Wie bei uns zu Hause in der Stadt zeigte sich auch hier, dass die Männer im Einheitslook daher kamen: Bart, Brille, Basecap und die Arme zutätowiert als wären sie alle hochdekorierte Members eines berüchtigten Motorradcharters. Wie soll man diese Leute auseinanderhalten, wenn sie in ihrem Drang nach Individualität noch gleicher aussehen als vor ihrem Styling? Für mich sieht von diesen Leuten einer aus wie der andere. Dass sie alle Shirts von Superdry tragen hilft mir dabei auch nicht wirklich sie auseinanderzuhalten. Ich könnte sicherlich versuchen sie an der Farbe ihrer Cube E-Bikes auseinander zu halten, aber anscheinend bietet Cube nur 4 Farben an. Das funktioniert also auch nicht.
So ziemlich jeder dieser Zeitgenossen hat entweder seinen Wohnwagen mit samt Vorzelt und Vollausstattung (bis zur Mikrowelle) dabei oder zwängt seinen ganzen Schrott in seinen viel zu kleinen Bulli. Aber eines haben sie gemein: Das erste was ihnen in den Sinn zu kommen scheint, ist das Anschüren des Grills. Ich selbst bin auch bekennender Fleischesser aber was dort vor sich geht drückt selbst mir die Kotzbröcklein knapp unter den Kehlkopf. Aus jeder Ecke des Campingplatzes stinkt es so penetrant nach Grillfleisch, dass es kaum mehr auszuhalten ist. Normalerweise ist der Geruch von Grillgut angenehm und es läuft einem das Wasser im Mund zusammen. Das ist hier nicht so. Weshalb das so nach hinten losging bestätigte sich wiedermal bei unserem Besuch im Supermarkt. Dort gibt es nämlich zentnerweise fertig mariniertes Grillgut in eingeschweisster Form. Da ich selbst schon einmal auf diesen Müll reingefallen bin, weiss ich, was dieses Zeug für eine billige Qualität hat. Hier geht es mit der Marinade nicht darum dem Fleisch einen leckeren Geschmack zu geben, sondern eher darum den Zustand des Fleisches zu verschleiern. Aber gerade diese Marinaden sind es die auf den hunderten Grills verbrennen lange bevor das Fleisch gar ist. Das führt zu diesem bestialischen Gestank! Hier wird offenkundig, dass diese Leute weder wissen wie gutes Fleisch schmecken muss, noch wie man es richtig zubereitet. Hauptsache den neuen Gasgrill auspacken und den großen Grillmeister mimen. Da fühlt sich manch einer genauso männlich wie Tim Taylor und würde während seiner Zwangsbegrillung gerne im Chor mit seinen Campingkollegen grunzen. Davon, dass einige diese Knetköpfe dann auch noch ihr Bier über den Grill kippen, weil sie sich sicher sind sie könnten das Aroma ihrer Supermarktplörre auf dem Fleisch schmecken, ganz zu schweigen. Aber vielleicht reisst es ja der abgepackte Supermarkt Nudelsalat für 79Cent pro Zentner noch rum.

◆ **BEREITGESTELLTE DATEN**

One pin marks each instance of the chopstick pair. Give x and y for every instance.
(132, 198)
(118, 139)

◆ **ZIELSETZUNG**
Beantworten Sie diese Fragen zum Textauszug:
1. Von welcher Marke tragen die beschriebenen Männer alle Shirts?
2. Wie viele Farben bietet Cube laut Text anscheinend an?
3. Was verbrennt auf den Grills, lange bevor das Fleisch gar ist?

◆ **ERGEBNIS**
1. Superdry
2. 4 Farben
3. Die Marinaden